◆ Referring expression pointing data ◆
_____
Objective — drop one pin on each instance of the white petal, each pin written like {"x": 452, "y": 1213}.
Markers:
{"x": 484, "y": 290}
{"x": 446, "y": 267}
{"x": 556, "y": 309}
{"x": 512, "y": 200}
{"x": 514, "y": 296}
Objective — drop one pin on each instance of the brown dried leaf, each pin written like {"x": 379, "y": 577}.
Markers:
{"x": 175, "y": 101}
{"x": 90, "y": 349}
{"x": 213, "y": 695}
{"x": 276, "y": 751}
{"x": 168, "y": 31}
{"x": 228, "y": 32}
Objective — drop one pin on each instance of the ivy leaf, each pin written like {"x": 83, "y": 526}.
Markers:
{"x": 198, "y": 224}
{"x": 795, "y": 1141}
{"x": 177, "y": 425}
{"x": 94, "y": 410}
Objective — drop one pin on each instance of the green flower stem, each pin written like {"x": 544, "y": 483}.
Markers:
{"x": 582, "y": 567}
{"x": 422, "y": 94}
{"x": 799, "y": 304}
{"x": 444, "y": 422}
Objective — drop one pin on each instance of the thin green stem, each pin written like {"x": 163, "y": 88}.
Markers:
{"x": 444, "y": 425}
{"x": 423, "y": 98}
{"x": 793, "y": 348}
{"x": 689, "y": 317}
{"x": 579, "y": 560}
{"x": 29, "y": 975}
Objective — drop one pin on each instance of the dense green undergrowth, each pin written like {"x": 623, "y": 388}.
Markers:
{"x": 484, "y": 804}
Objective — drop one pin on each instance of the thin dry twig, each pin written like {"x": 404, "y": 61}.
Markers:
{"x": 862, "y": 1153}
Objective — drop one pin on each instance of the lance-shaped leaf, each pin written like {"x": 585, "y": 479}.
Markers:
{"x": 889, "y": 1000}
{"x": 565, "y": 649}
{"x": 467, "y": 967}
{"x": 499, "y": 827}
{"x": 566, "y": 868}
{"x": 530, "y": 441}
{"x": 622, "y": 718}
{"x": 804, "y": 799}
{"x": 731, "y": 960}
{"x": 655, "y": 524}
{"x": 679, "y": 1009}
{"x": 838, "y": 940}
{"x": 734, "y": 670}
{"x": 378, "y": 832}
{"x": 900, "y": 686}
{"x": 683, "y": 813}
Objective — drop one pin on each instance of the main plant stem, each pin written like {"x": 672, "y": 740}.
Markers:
_____
◆ YOUR GOAL ◆
Transcribe the full set of records precisely.

◆ ANSWER TO THIS PROBLEM ◆
Objective — drop one pin on each instance of the white petal, each pin written like {"x": 452, "y": 1213}.
Markers:
{"x": 484, "y": 290}
{"x": 446, "y": 267}
{"x": 556, "y": 309}
{"x": 512, "y": 200}
{"x": 514, "y": 296}
Objective — drop one pin on each instance of the brown dried leaf, each pin written like {"x": 379, "y": 577}.
Markers:
{"x": 175, "y": 101}
{"x": 90, "y": 349}
{"x": 213, "y": 695}
{"x": 276, "y": 751}
{"x": 168, "y": 31}
{"x": 228, "y": 32}
Objective — drop one pin on each instance of the ivy leaf, each pin written like {"x": 83, "y": 526}.
Markers:
{"x": 198, "y": 224}
{"x": 795, "y": 1141}
{"x": 177, "y": 425}
{"x": 94, "y": 410}
Objective — drop one pin on each instance of the green flower stem, each pin written like {"x": 544, "y": 483}.
Markers:
{"x": 582, "y": 567}
{"x": 422, "y": 94}
{"x": 799, "y": 304}
{"x": 444, "y": 422}
Objective — drop one pin on each instance of the thin green stem, each pin written like {"x": 163, "y": 88}.
Markers:
{"x": 444, "y": 425}
{"x": 423, "y": 98}
{"x": 793, "y": 348}
{"x": 689, "y": 317}
{"x": 579, "y": 560}
{"x": 29, "y": 975}
Objective — drop one pin on each instance of the dense green undergrowth, each pin written like {"x": 623, "y": 388}.
Markers:
{"x": 484, "y": 804}
Objective — drop one pin on each instance of the thin dry twig, each pin written like {"x": 404, "y": 61}.
Markers:
{"x": 862, "y": 1153}
Objective — drop one pin on each instance of the lance-shaped leaf, each pin written like {"x": 585, "y": 479}.
Markers:
{"x": 889, "y": 1000}
{"x": 565, "y": 649}
{"x": 467, "y": 967}
{"x": 499, "y": 827}
{"x": 566, "y": 868}
{"x": 530, "y": 441}
{"x": 622, "y": 718}
{"x": 804, "y": 799}
{"x": 731, "y": 960}
{"x": 655, "y": 524}
{"x": 679, "y": 1009}
{"x": 838, "y": 940}
{"x": 734, "y": 670}
{"x": 378, "y": 832}
{"x": 900, "y": 686}
{"x": 683, "y": 813}
Objective — drop one pin on each instance of the main plant stem, each pin written like {"x": 672, "y": 740}.
Markers:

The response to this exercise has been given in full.